Records from a dataset

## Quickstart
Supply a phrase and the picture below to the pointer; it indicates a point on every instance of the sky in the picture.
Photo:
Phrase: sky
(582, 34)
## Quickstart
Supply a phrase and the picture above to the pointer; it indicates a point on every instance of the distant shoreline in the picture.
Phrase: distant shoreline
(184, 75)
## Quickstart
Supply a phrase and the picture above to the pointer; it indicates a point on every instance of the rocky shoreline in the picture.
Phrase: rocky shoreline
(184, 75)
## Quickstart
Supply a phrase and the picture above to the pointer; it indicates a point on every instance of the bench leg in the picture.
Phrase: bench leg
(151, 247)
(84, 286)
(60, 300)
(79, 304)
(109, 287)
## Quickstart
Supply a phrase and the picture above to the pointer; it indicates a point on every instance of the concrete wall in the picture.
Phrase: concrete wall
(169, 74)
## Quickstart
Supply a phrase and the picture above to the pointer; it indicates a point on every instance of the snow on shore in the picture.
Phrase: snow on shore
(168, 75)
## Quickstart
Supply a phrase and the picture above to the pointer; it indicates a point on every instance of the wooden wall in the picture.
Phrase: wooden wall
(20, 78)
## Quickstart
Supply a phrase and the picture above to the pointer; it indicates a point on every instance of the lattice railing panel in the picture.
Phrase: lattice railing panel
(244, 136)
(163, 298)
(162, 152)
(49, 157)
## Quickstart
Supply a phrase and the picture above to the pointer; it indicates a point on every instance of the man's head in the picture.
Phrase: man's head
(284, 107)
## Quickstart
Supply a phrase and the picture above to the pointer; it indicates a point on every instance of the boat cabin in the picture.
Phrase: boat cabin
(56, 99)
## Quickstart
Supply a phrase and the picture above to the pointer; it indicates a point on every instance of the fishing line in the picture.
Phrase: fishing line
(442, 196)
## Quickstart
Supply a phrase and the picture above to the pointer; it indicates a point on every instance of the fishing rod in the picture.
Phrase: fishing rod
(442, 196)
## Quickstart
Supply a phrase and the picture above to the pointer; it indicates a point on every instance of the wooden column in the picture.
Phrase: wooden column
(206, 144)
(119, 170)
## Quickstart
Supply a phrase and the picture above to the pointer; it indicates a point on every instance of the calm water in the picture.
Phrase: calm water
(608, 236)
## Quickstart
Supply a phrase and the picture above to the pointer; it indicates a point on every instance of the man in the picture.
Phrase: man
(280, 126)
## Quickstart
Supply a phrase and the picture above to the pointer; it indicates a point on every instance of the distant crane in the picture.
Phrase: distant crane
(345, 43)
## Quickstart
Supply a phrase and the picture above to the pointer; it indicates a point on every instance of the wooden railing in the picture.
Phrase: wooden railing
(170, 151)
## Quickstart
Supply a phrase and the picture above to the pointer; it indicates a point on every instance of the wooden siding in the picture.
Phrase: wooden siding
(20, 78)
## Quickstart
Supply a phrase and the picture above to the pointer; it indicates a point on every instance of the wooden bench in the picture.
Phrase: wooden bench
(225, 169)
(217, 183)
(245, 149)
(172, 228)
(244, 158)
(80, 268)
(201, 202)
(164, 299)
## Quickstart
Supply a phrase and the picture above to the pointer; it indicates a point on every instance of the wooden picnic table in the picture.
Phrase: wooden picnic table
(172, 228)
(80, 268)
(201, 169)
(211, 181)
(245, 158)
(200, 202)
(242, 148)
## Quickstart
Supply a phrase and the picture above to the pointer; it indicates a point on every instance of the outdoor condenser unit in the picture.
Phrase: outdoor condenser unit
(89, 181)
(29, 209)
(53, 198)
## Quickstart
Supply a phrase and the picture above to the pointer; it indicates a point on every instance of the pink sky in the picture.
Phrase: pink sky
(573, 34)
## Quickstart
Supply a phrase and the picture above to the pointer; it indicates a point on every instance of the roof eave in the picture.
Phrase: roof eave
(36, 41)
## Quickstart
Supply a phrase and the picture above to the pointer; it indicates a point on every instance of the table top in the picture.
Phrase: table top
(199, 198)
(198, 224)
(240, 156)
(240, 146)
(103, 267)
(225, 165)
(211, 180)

Exercise:
Produce an exact copy of every entry above.

Expected output:
## Quickstart
Supply a phrase and the picture below to the pointer; it indicates a point on every instance of the sky in the picture.
Photo:
Phrase: sky
(582, 34)
## Quickstart
Supply a phrase and the picture above to the pointer; it indicates a point on every instance of the distant shoreline in the picture.
Phrase: distant shoreline
(184, 75)
## Quickstart
Supply a phrase and the picture above to the pointer; it indicates a point on every instance of the rocky shoreline in the picture.
Phrase: rocky shoreline
(184, 75)
## Quickstart
Supply a phrase and the picture above to the pointer; it indicates a point on every instance of the bench leg in the picture.
Phrase: bench leg
(151, 247)
(84, 286)
(60, 300)
(79, 304)
(109, 287)
## Quickstart
Supply a phrase and the picture above to the pointer; it indicates a point on every instance of the concrete wall in the picture.
Phrase: concrete wall
(169, 74)
## Quickstart
Supply a phrase and the picture above to the pointer; it indicates a point on every instance of the snow on shore in the picture.
Phrase: snow on shore
(168, 75)
## Quickstart
Supply a phrase and the picture above to the pointer; it indicates a point on every instance of the wooden wall in the picture.
Phrase: wooden wall
(20, 78)
## Quickstart
Supply a phrase and the picture above to the pointer; it indicates a point on every instance of the lattice railing panel in the picture.
Phrase: lattice railing panel
(244, 136)
(163, 298)
(162, 152)
(49, 157)
## Quickstart
Supply a phrase and the picture above to the pointer; it indicates a point on every instance of the man's head in the picture.
Phrase: man's head
(284, 107)
## Quickstart
Supply a phrase and the picture above to the pointer; it indicates a point on every instance of the boat cabin in the picture.
Phrase: boat cabin
(56, 99)
## Quickstart
Supply a phrase and the picture above to the pointer; it indicates a point on every instance of the fishing line in the picture.
Phrase: fishing line
(442, 196)
## Quickstart
Supply a phrase and the picture above to the pointer; it indicates a point on every instance of the fishing rod in the picture.
Phrase: fishing rod
(442, 196)
## Quickstart
Supply a phrase and the picture above to the pointer; it indicates a point on every instance of the wooden column in the picture.
Phrase: wooden column
(206, 144)
(119, 170)
## Quickstart
Supply a phrase and the picture above to the pointer; it indicates a point on every instance of the calm water in the picture.
Phrase: calm water
(608, 236)
## Quickstart
Supply a phrase and the picture above to the pointer; it indicates a point on every instance of the man in the picture.
Phrase: man
(280, 126)
## Quickstart
Supply a phrase and the picture above to the pointer; it indicates a point on every instance of the distant crane in the picture.
Phrase: distant crane
(345, 43)
## Quickstart
Supply a phrase and the picture above to the pointer; it indicates a point on every instance of the wooden railing in the picture.
Phrase: wooden railing
(170, 151)
## Quickstart
Supply a phrase and the picture above to the pointer; it indicates a point on every instance of the wooden siding in the picture.
Phrase: wooden siding
(20, 78)
## Quickstart
Supply a phrase and the picture above to the pointer; it indicates a point on every instance of the wooden bench in the picture.
Phrase: wooden bench
(225, 169)
(217, 183)
(245, 149)
(172, 228)
(244, 158)
(80, 268)
(201, 202)
(164, 299)
## Quickstart
Supply a phrase and the picture above to the pointer; it indicates a point on every instance of the wooden picnic table in the picture.
Phrase: wooden picnic table
(172, 228)
(80, 268)
(201, 169)
(211, 181)
(245, 158)
(200, 202)
(242, 148)
## Quickstart
Supply a phrase and the picture above to the pointer; it indicates a point on every instance of the outdoor condenser unit in the picture.
Phrase: outdoor condenser unit
(89, 181)
(29, 209)
(53, 198)
## Quickstart
Supply a phrase and the picture above to the pointer; it indicates a point on every instance of the pink sky in the picture.
Phrase: pink sky
(573, 34)
## Quickstart
Supply a phrase and the picture above to the pointer; it indicates a point on every instance of the roof eave in the picture.
Phrase: roof eave
(36, 41)
## Quickstart
Supply a phrase and the picture above to the pointer; it indicates a point on every instance of the table top in the picture.
Phrase: table top
(199, 198)
(198, 224)
(240, 156)
(240, 146)
(103, 267)
(225, 165)
(211, 180)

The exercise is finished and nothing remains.